Written exercise: Collect every line in the records that contains the string "stack", and copy each one out.

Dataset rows
'''
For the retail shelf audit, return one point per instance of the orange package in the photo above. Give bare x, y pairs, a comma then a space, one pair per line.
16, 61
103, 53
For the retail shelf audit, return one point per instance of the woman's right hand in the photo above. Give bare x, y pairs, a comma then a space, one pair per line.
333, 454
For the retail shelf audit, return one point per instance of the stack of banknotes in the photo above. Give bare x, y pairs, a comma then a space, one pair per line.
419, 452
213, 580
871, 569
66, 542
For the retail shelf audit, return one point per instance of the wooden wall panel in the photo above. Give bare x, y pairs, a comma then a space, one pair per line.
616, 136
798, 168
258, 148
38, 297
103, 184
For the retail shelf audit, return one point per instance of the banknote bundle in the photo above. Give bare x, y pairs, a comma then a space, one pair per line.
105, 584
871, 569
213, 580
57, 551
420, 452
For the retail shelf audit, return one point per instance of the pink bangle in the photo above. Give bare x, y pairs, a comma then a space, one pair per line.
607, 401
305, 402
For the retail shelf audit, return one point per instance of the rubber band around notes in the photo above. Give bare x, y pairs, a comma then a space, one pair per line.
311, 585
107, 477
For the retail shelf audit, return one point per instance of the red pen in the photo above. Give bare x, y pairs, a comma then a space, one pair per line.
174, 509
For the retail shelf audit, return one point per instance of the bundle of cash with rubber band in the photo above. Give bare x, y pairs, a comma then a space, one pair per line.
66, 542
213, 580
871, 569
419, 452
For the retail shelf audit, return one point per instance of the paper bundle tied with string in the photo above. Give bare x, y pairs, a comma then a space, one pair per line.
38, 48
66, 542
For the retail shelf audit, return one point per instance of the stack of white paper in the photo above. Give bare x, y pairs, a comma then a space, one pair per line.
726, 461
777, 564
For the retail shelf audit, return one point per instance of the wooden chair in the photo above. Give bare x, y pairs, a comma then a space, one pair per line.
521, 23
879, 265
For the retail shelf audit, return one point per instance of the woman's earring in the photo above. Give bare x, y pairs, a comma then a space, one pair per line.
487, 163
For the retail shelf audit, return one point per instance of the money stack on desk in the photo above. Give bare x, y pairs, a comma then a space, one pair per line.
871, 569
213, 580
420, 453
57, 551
'''
'''
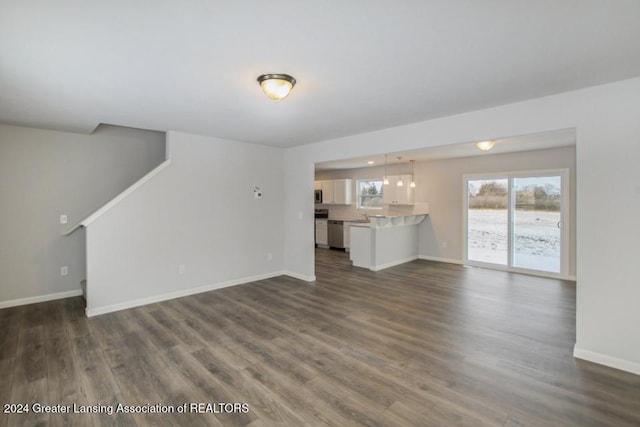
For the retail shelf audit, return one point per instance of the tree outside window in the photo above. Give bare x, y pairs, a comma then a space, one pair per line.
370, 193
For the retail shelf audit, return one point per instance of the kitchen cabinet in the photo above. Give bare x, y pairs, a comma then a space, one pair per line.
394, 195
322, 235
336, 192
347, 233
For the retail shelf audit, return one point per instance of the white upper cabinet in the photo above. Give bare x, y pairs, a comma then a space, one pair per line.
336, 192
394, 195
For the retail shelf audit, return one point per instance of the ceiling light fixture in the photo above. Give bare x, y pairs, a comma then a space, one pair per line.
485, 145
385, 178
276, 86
'''
Problem solution:
For the retail shelf audit, return one point per instance of the stack of banknotes in the photo above. Give bare x, y pairs, a comma then a space, one pair per line.
For the retail shelf audit, return one point per instance of the stack of white paper in the photo above. Give bare x, y pairs, a comma then a space, one pair per line.
For the retail shelf audit, return one point per instance of the money stack on desk in the photo above. Give bare x, y pairs, a comma then a space, one pair per line.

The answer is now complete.